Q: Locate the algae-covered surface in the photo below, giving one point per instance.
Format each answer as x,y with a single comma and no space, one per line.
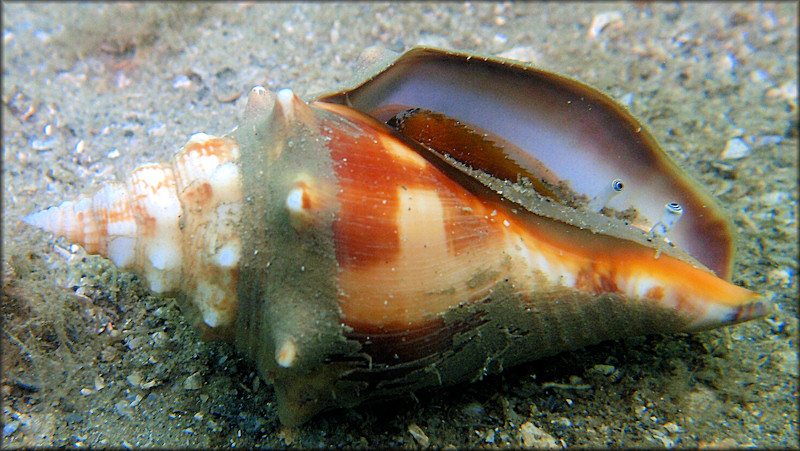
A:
90,358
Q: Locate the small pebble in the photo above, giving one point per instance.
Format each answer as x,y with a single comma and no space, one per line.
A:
193,382
419,435
10,428
43,144
735,149
603,369
534,437
134,379
603,20
672,428
182,81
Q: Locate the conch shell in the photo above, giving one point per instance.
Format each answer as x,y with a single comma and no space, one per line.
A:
442,218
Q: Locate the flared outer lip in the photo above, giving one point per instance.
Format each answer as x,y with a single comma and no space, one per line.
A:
524,105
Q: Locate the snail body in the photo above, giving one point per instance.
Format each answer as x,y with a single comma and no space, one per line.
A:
354,260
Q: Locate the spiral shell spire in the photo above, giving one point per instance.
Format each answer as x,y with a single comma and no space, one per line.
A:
173,223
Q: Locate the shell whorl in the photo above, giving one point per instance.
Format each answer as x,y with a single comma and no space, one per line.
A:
174,224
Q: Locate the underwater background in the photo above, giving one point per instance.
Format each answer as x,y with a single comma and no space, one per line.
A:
90,358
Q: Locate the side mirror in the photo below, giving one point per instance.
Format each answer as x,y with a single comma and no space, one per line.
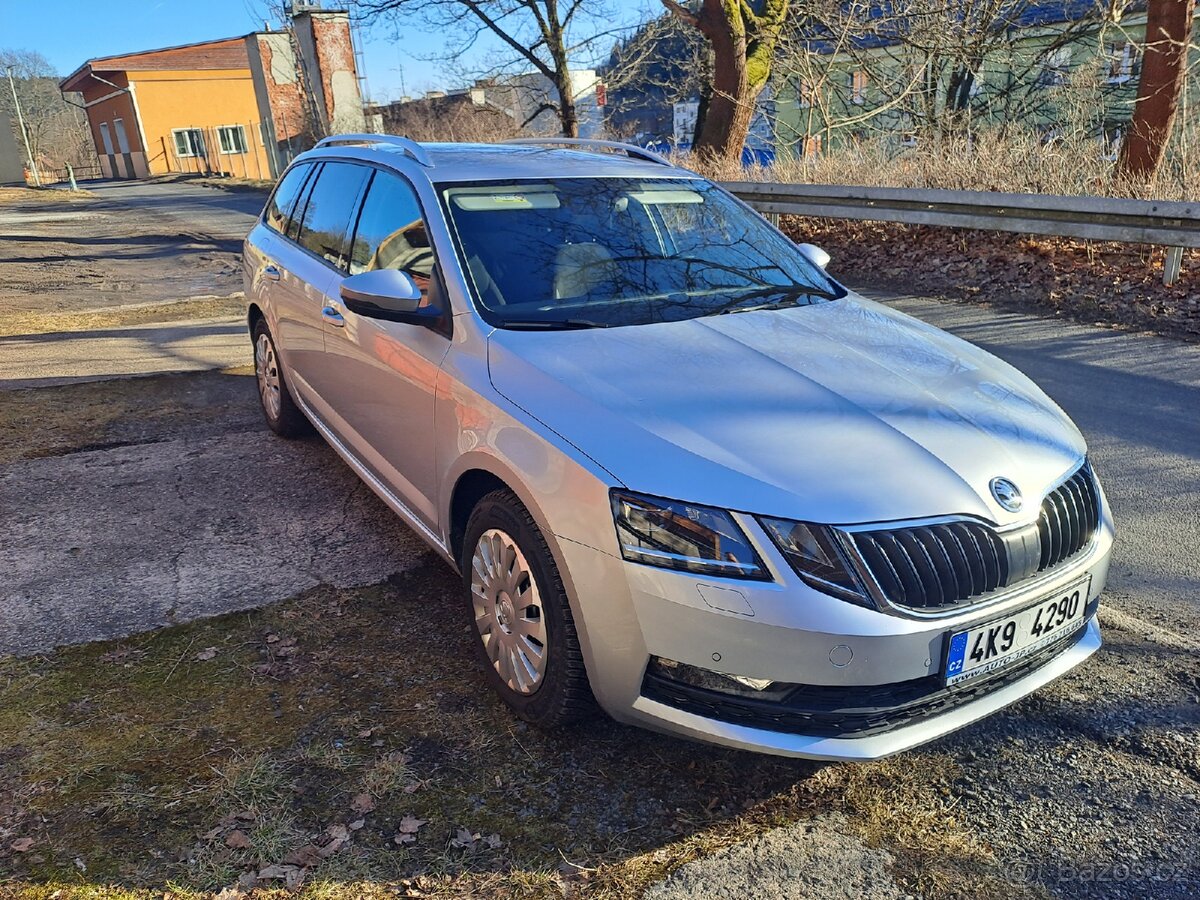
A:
814,255
388,294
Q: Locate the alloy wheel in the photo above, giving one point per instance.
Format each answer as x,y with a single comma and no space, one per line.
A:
268,371
508,611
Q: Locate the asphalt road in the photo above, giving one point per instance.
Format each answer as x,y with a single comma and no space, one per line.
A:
193,209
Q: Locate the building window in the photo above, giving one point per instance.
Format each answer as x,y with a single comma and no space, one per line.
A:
189,142
1122,63
805,93
858,87
1111,139
123,141
1055,67
233,138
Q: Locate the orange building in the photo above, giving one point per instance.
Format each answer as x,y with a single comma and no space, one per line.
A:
239,106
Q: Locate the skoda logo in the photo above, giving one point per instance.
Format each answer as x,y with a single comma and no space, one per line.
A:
1006,495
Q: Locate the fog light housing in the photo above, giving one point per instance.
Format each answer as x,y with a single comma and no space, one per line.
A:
707,679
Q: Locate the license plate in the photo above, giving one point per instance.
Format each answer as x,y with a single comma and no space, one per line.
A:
994,645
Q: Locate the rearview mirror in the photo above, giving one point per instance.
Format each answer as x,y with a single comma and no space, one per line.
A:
388,294
814,255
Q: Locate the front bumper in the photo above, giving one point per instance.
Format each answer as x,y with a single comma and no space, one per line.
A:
785,631
661,717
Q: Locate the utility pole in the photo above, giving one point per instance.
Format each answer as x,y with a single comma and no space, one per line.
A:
24,135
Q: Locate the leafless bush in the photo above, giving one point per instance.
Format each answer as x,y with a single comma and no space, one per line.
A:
1007,160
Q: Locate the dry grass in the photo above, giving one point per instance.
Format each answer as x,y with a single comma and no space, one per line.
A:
141,760
199,307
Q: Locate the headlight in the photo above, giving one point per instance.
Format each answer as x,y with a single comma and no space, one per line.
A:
815,556
682,535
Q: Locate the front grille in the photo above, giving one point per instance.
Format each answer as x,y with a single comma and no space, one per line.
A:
952,564
1069,517
845,711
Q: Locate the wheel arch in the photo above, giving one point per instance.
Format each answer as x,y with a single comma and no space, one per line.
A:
253,316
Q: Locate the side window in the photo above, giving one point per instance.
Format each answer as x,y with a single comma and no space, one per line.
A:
327,216
285,197
391,232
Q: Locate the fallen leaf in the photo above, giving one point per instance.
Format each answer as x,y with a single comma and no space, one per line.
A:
340,837
292,875
411,825
238,840
307,856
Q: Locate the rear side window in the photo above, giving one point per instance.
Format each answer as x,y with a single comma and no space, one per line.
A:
327,216
285,197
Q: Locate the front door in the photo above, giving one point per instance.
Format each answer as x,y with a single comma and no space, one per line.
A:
310,258
378,379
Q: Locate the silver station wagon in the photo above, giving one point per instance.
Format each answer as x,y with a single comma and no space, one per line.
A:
685,475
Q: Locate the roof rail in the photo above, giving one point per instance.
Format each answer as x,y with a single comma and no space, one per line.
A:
633,150
411,148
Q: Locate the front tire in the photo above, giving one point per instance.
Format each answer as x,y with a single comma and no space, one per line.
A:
520,617
282,414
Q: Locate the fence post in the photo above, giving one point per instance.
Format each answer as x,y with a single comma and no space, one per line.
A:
1171,265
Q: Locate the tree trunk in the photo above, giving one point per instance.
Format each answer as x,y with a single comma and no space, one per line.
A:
567,114
1168,34
730,106
743,43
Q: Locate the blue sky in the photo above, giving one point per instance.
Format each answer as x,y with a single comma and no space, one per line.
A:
70,31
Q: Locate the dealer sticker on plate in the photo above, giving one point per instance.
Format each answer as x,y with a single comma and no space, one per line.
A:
994,645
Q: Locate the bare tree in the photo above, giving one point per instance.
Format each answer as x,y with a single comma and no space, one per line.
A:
58,132
457,117
1163,71
743,35
540,34
663,63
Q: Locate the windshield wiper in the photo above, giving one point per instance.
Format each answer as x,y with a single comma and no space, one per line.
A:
787,294
555,324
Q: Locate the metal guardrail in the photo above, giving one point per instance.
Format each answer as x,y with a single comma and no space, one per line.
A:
1169,223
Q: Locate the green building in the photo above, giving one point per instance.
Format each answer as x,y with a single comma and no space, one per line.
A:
945,67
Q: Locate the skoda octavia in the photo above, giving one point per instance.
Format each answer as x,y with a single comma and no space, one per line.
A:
685,475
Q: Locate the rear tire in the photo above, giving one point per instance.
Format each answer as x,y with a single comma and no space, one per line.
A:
521,621
282,414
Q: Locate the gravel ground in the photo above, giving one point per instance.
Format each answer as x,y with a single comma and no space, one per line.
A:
131,243
195,517
807,861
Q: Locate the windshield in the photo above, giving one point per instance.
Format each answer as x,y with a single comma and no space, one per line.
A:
606,251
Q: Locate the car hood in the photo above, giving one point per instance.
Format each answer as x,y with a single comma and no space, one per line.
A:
843,412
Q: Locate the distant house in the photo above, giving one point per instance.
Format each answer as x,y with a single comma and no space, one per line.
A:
497,108
239,106
1043,65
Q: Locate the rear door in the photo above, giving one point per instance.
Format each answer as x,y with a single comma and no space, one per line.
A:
264,244
311,259
379,377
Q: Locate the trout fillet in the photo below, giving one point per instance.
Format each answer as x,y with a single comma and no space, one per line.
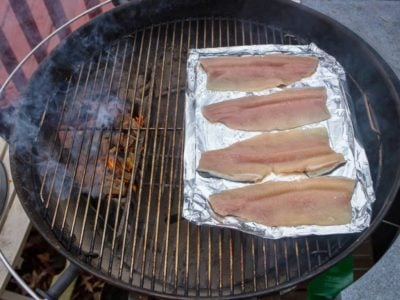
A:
290,152
255,73
283,110
315,201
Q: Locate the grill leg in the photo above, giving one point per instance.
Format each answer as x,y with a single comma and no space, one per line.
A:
62,283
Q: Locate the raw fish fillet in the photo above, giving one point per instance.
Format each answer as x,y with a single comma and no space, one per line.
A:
283,110
315,201
256,73
294,151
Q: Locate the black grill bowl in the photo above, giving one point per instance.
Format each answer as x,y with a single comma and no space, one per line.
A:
162,254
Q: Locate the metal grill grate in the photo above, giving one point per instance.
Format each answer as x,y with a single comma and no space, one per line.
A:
137,237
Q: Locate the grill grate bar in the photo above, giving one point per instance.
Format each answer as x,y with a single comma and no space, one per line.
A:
108,204
139,199
132,177
149,108
164,139
42,188
60,194
115,230
51,189
93,174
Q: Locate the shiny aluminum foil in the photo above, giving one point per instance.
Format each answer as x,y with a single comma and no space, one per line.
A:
201,135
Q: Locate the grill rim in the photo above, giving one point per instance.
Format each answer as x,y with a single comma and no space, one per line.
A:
18,162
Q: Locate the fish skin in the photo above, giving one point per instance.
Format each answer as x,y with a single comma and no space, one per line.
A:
255,73
282,110
289,152
316,201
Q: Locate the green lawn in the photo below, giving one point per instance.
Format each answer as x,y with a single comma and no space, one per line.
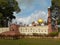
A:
30,42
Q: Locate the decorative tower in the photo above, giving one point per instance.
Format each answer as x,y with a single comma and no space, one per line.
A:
52,21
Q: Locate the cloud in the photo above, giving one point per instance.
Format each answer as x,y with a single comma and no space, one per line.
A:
33,17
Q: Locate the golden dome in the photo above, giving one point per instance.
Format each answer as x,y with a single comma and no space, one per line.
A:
40,21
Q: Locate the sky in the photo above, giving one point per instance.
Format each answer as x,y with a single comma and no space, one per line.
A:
32,10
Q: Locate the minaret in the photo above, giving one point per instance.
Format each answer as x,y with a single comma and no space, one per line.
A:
50,27
49,21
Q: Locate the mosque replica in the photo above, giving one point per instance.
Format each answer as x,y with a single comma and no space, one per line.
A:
15,31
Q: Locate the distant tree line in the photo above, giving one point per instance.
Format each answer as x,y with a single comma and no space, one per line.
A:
7,7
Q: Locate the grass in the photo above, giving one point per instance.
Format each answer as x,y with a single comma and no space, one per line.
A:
30,42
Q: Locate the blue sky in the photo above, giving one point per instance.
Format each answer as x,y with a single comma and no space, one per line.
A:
32,10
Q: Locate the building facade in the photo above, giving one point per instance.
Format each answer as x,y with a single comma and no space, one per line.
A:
32,29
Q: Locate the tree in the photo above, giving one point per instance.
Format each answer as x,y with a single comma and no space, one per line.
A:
7,7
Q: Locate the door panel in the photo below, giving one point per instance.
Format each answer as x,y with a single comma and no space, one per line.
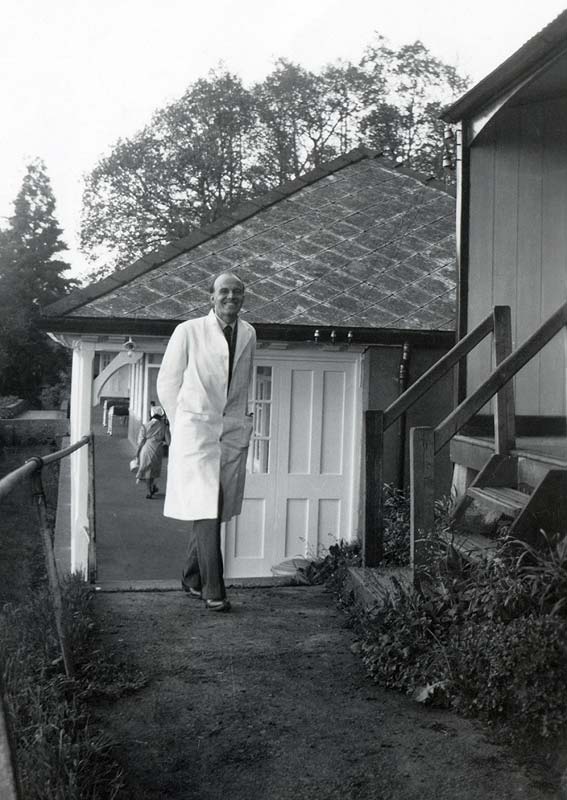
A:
299,488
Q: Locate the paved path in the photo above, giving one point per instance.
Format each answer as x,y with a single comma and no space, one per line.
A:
269,703
134,540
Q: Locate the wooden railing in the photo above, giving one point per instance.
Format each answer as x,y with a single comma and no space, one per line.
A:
33,469
498,323
426,442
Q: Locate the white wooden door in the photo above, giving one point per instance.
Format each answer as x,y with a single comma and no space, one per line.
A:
299,495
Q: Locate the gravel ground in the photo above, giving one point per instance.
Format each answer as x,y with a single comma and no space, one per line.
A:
270,703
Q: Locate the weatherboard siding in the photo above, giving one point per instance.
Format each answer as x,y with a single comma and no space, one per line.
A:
518,242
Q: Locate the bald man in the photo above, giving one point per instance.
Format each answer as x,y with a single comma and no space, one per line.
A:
203,386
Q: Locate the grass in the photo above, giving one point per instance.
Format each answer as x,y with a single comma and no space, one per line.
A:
59,755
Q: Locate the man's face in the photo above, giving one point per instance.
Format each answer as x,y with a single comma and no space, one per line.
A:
227,297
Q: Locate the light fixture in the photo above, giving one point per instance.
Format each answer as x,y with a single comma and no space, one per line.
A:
129,345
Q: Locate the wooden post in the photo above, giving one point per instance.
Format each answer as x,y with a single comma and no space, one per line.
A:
504,405
373,544
92,570
422,484
8,773
54,588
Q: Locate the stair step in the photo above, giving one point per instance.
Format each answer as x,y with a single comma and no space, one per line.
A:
505,499
473,546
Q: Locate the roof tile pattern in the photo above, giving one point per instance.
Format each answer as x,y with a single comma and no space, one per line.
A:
365,245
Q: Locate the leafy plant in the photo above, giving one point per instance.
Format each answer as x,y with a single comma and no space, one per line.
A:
58,753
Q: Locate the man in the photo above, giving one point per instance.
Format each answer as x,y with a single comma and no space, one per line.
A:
203,386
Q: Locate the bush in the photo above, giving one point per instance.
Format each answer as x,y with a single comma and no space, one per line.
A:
488,639
332,568
512,673
58,754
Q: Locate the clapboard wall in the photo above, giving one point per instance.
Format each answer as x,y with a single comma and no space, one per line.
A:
518,241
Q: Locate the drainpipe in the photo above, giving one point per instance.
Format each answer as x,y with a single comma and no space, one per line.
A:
403,379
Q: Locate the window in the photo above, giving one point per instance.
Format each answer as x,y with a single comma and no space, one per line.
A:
261,437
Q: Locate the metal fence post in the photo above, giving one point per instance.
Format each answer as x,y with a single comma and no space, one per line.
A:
8,773
92,570
422,482
54,588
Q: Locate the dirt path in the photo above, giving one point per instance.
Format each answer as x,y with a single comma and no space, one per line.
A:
269,703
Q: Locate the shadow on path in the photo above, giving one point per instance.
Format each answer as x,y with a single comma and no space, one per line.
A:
269,703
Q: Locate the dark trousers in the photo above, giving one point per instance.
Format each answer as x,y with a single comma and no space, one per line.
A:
203,568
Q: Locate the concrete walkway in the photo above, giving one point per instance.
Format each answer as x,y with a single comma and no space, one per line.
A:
134,541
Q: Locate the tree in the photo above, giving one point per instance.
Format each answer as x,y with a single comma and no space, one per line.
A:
31,275
221,143
303,118
192,162
403,95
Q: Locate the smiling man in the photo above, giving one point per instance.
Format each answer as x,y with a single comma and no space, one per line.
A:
203,386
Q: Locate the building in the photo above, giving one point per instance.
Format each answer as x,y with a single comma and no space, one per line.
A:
350,283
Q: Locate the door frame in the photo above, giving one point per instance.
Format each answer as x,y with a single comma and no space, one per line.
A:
353,355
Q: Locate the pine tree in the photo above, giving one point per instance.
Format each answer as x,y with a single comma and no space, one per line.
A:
30,276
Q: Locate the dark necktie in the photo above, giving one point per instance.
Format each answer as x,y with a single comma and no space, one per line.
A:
228,335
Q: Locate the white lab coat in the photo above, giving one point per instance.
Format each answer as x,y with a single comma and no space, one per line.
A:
210,431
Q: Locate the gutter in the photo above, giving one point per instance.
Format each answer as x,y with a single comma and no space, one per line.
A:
318,334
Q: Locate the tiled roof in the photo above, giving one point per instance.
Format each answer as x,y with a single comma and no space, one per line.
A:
358,243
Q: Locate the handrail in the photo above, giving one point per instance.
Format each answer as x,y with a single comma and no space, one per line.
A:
500,377
33,467
11,480
440,368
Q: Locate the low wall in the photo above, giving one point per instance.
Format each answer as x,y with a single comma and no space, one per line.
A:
33,428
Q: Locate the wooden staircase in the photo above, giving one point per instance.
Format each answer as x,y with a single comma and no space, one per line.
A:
524,493
517,494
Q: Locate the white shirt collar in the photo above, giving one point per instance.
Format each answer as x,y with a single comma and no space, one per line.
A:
223,324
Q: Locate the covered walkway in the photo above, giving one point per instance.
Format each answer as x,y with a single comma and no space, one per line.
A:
134,541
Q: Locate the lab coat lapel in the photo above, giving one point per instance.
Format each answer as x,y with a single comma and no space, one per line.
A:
242,338
216,347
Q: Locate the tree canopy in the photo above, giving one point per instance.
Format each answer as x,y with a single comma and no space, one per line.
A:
31,275
222,142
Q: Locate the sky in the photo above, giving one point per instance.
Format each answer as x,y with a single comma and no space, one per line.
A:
76,75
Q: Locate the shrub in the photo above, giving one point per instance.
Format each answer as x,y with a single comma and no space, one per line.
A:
57,752
332,568
512,673
487,638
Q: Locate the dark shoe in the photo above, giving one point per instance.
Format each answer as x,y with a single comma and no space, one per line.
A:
218,605
190,592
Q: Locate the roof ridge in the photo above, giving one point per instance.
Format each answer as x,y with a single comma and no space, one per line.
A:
245,210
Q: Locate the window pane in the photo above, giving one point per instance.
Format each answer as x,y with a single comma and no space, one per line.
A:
260,460
261,457
262,416
263,383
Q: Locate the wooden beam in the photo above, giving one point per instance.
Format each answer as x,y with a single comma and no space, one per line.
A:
502,374
422,506
504,405
373,538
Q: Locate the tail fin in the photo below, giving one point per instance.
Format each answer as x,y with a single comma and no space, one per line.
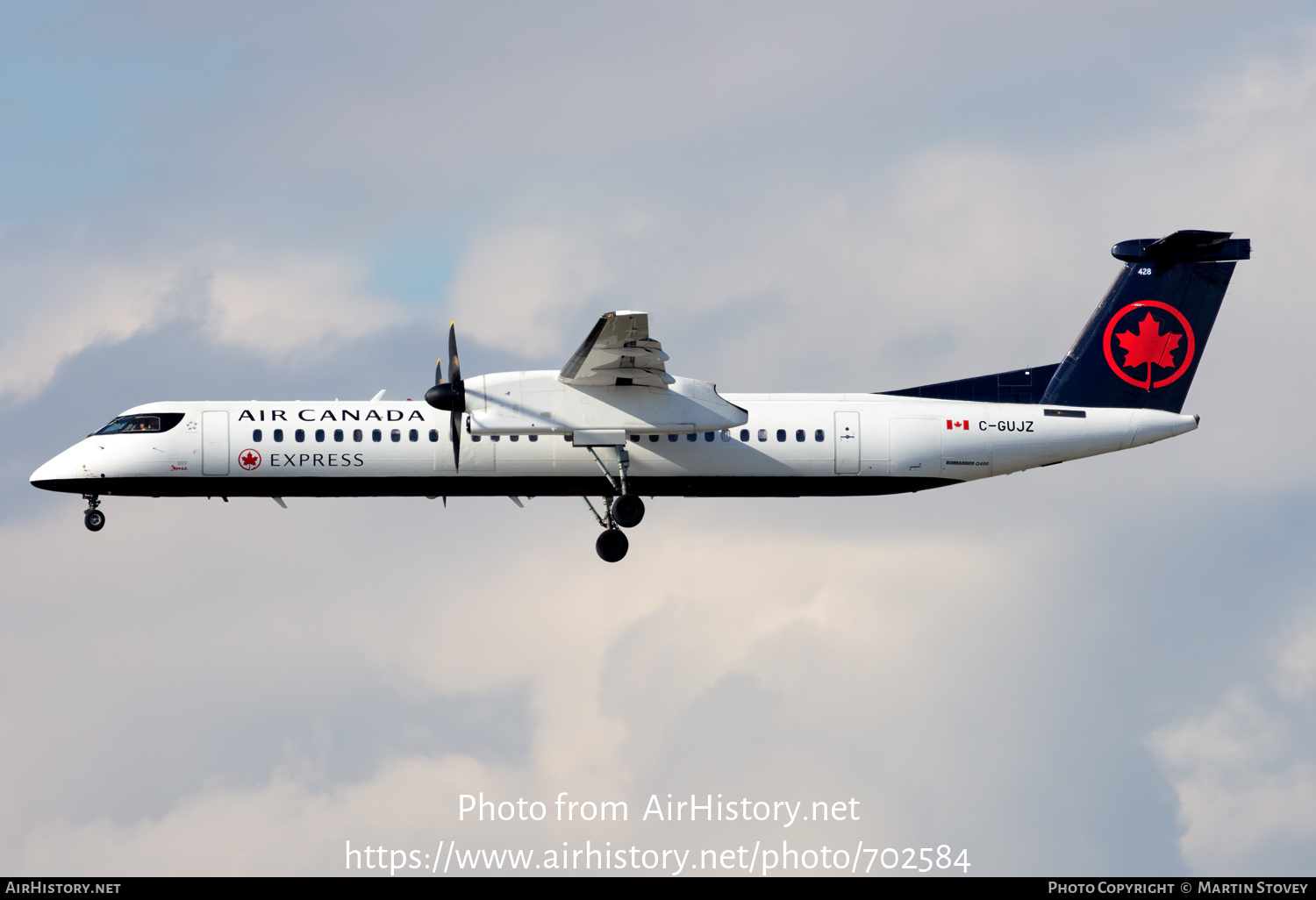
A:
1142,345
● ● ● ● ●
» ACTIVITY
Find the lines above that include the string "distant" and copy them.

» SOLVED PROBLEM
Q: Locate the distant house in the photo above, giving one point per instance.
Q: Locate the distant tree line in the photo above, giving one point per instance.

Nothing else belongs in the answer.